Start
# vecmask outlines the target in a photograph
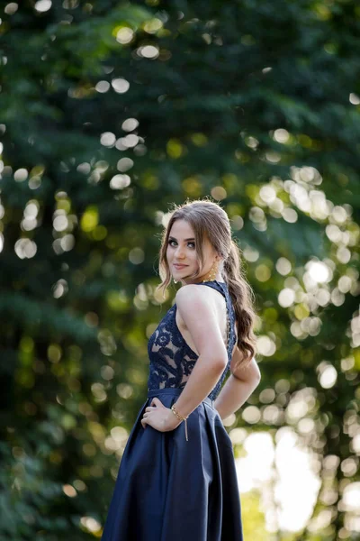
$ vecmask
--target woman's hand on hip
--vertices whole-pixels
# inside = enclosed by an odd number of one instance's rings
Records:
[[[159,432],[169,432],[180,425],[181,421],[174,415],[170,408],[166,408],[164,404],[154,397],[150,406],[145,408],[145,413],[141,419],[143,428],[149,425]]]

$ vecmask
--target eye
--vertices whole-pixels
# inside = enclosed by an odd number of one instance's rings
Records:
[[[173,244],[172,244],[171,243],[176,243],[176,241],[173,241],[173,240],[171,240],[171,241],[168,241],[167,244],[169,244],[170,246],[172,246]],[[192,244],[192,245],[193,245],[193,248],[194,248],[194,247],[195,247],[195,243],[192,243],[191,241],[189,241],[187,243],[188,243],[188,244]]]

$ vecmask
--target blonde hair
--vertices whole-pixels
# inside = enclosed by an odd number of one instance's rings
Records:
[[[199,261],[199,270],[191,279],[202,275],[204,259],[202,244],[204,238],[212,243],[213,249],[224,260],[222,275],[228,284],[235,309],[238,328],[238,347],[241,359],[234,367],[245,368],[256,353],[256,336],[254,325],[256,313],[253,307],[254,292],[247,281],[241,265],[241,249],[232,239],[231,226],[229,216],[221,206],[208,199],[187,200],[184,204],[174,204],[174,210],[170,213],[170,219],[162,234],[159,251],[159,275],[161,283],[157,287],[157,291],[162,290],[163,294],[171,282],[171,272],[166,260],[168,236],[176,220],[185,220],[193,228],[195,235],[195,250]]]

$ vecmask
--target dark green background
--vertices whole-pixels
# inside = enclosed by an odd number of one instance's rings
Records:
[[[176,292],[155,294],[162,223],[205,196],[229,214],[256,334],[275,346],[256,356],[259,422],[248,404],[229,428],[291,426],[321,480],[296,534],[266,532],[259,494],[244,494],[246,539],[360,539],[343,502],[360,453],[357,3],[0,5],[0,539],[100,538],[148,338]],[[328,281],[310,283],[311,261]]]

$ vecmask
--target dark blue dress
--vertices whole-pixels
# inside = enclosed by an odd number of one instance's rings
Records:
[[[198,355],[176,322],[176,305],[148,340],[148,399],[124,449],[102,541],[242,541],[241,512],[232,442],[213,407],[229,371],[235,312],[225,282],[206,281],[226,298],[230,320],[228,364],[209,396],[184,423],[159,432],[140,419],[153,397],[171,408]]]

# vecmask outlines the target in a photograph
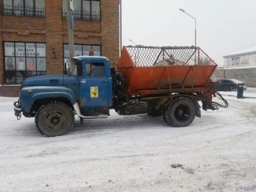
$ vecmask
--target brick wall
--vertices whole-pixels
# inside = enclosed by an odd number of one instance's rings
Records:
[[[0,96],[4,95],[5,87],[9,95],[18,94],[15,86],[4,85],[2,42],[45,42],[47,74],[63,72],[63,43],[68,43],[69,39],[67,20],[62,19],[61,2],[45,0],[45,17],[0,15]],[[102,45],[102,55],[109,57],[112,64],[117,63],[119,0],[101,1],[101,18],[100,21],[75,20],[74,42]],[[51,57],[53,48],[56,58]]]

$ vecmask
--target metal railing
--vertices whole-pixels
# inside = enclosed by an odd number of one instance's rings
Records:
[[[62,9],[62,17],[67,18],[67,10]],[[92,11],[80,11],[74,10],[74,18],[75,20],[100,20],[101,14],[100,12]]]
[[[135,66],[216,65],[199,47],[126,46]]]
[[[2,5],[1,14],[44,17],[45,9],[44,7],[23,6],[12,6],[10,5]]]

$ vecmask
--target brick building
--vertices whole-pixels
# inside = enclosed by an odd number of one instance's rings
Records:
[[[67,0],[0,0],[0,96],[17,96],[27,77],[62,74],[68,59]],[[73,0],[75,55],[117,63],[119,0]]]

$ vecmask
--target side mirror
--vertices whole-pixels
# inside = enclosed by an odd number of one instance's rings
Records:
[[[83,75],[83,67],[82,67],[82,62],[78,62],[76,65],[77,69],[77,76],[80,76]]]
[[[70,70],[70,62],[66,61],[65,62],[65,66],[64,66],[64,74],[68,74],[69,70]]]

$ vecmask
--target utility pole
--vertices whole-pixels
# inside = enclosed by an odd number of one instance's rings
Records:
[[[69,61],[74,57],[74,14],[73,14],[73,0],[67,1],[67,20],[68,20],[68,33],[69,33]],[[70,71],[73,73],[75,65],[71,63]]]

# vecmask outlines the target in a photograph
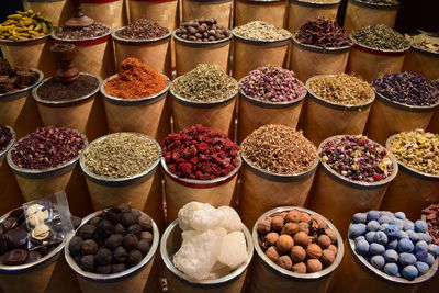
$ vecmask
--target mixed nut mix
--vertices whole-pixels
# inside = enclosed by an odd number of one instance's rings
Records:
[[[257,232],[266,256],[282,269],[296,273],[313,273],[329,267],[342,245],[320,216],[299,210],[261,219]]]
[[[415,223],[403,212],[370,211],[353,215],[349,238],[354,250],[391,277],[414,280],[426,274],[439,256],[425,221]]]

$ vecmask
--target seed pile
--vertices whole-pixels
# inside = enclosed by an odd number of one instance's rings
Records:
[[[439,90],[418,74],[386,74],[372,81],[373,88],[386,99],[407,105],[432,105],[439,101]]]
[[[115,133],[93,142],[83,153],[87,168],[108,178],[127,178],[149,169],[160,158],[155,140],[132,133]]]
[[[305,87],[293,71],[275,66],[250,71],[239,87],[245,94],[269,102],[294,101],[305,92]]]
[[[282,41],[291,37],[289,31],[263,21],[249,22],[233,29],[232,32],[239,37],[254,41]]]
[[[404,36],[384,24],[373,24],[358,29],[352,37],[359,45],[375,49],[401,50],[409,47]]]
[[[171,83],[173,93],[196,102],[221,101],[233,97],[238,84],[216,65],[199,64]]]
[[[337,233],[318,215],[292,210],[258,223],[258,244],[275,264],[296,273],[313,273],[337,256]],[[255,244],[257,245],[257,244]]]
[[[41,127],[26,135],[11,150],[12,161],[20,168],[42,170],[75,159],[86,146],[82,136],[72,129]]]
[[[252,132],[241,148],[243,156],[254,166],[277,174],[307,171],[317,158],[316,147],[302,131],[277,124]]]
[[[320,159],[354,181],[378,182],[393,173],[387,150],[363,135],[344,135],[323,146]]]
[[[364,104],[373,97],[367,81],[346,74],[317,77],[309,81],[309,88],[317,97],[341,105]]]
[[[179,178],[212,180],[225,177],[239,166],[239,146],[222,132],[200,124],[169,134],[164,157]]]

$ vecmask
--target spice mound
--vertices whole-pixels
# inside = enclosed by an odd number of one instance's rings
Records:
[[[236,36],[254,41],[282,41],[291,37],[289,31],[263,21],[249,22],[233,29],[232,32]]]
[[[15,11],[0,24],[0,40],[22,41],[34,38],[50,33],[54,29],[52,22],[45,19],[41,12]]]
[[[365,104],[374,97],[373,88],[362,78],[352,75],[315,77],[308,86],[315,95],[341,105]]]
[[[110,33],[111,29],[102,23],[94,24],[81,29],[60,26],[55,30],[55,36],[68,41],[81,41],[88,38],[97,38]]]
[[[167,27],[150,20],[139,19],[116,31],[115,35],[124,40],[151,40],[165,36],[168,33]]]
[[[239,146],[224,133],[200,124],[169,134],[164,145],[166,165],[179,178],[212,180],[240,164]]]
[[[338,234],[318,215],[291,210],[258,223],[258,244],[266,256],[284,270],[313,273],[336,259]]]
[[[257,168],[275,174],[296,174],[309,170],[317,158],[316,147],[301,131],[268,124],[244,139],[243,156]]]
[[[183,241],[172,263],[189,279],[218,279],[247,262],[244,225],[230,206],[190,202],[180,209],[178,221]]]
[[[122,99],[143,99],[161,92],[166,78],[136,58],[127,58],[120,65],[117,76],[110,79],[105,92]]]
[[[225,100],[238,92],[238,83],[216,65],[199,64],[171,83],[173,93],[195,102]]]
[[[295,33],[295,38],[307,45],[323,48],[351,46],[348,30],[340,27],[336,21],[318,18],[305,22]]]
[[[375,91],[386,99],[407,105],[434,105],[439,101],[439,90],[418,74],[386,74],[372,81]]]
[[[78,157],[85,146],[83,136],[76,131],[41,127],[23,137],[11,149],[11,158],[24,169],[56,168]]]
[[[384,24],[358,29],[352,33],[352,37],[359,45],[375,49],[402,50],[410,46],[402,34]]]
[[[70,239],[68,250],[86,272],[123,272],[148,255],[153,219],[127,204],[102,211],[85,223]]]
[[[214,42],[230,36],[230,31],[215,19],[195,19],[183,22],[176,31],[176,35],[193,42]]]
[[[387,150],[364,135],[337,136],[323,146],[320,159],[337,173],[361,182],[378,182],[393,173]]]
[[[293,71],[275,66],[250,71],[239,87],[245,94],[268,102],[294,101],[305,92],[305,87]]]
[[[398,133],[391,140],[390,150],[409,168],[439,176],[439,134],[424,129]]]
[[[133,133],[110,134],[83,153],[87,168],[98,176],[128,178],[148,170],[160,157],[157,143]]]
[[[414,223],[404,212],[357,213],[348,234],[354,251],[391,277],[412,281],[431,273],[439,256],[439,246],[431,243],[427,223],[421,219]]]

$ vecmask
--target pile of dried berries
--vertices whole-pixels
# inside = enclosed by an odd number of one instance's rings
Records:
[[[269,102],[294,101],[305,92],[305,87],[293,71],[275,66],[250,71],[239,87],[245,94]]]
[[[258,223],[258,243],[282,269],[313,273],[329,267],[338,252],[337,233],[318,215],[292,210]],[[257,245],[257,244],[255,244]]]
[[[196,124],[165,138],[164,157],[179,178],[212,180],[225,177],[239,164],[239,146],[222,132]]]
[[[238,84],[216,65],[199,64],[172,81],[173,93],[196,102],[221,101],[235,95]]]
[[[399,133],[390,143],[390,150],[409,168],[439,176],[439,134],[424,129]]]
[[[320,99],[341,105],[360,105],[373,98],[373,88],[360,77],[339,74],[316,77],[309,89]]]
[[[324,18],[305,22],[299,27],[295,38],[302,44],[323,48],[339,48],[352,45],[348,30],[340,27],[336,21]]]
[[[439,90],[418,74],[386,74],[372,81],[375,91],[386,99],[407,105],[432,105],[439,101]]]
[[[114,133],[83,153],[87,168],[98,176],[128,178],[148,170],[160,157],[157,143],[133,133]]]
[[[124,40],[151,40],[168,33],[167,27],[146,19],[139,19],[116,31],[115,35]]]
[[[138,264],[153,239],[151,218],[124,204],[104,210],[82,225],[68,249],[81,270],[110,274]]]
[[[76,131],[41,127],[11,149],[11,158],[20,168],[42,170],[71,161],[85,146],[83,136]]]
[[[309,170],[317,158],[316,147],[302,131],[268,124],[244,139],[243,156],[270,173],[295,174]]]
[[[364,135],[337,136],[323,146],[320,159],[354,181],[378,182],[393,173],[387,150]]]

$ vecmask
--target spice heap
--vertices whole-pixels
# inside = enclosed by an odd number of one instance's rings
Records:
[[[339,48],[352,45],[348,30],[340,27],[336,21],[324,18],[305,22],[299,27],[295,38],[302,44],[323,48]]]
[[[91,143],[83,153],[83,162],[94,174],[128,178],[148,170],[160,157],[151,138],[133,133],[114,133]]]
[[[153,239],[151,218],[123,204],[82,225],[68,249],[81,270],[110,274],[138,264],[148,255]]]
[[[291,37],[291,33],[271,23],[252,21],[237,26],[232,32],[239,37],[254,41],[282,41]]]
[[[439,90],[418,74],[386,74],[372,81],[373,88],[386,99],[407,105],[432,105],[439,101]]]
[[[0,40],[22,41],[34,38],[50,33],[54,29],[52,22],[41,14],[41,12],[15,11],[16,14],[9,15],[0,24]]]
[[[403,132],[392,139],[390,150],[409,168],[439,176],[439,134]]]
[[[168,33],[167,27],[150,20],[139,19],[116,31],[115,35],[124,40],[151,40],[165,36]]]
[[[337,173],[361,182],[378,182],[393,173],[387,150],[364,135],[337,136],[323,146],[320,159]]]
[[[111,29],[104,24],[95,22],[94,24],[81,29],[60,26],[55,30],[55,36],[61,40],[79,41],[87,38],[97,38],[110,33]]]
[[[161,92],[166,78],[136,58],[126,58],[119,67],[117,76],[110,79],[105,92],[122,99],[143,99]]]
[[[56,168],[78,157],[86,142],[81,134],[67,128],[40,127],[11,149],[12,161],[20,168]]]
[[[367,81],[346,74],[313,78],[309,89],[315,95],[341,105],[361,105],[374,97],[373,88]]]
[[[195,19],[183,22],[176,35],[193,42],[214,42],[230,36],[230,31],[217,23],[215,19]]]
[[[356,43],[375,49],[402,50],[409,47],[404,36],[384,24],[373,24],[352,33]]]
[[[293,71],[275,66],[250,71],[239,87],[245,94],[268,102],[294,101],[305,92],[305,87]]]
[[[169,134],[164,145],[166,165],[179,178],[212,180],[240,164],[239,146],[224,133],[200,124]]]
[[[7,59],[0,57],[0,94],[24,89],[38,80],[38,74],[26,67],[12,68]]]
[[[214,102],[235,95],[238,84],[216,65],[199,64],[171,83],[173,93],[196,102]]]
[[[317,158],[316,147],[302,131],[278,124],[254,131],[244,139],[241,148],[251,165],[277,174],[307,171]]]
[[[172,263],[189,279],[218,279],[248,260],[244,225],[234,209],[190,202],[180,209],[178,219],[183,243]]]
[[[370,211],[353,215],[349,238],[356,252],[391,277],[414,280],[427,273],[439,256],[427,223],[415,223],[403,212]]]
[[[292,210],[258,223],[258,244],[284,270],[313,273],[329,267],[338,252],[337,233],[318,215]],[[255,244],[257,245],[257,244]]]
End
Aim:
Pick out every line of the data above that contains the word "dark", and copy each of those lines.

Written response:
--target dark green background
--target dark blue dress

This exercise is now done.